*** Provided information ***

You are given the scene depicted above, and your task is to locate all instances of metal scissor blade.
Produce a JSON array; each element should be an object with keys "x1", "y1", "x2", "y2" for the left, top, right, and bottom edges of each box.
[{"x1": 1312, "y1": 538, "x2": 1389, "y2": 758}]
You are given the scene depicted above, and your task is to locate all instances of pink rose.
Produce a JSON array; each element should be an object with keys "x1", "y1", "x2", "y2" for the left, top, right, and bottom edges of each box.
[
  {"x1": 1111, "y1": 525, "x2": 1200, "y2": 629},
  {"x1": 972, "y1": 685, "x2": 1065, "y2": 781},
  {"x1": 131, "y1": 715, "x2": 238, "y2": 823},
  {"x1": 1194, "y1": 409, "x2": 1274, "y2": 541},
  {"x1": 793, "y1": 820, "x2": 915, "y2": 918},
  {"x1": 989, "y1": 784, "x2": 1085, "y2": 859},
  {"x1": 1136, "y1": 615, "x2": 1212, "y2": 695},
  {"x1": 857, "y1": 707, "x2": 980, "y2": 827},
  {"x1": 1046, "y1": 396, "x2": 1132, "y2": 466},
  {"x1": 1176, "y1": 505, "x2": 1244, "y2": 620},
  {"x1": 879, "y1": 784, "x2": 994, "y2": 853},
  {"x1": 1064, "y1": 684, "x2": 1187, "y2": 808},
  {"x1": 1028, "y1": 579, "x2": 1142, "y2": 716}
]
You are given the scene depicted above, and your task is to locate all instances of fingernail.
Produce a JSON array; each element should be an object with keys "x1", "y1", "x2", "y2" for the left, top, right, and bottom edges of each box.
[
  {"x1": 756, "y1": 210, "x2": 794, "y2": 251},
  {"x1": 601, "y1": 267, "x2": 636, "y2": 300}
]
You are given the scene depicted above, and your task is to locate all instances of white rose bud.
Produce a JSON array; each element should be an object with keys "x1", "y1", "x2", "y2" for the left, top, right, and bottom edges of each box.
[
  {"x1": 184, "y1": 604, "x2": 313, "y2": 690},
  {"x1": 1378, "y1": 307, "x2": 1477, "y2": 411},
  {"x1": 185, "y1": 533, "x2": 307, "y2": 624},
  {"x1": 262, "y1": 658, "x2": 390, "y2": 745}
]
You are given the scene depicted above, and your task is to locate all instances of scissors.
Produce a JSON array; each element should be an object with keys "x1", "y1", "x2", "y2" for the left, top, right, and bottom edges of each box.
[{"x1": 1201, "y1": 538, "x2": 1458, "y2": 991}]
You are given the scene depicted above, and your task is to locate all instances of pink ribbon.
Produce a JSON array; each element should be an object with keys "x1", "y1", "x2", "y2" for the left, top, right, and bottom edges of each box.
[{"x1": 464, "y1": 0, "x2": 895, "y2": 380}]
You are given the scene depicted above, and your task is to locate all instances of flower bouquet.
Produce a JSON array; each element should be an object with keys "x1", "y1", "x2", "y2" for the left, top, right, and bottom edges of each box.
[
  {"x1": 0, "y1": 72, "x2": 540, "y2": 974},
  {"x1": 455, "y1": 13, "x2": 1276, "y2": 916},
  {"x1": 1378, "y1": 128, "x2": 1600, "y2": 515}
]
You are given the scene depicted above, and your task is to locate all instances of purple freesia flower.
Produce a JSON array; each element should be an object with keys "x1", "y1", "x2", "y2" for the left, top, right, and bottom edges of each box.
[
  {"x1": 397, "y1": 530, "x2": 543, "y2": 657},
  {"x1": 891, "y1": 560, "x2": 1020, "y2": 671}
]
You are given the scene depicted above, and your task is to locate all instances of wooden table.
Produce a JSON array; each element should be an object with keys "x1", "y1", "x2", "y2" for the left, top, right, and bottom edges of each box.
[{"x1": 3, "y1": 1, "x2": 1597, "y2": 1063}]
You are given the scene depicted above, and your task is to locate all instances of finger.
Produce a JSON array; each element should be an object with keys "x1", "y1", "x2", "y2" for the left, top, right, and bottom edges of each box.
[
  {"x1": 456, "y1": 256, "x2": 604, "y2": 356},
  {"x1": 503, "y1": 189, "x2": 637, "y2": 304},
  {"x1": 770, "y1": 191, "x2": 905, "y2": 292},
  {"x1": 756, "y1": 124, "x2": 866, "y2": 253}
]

*** End of Provided information ***

■ **Goal of the exercise**
In the listing, count every line holding the word "your"; answer with the count alone.

■ **Answer section**
10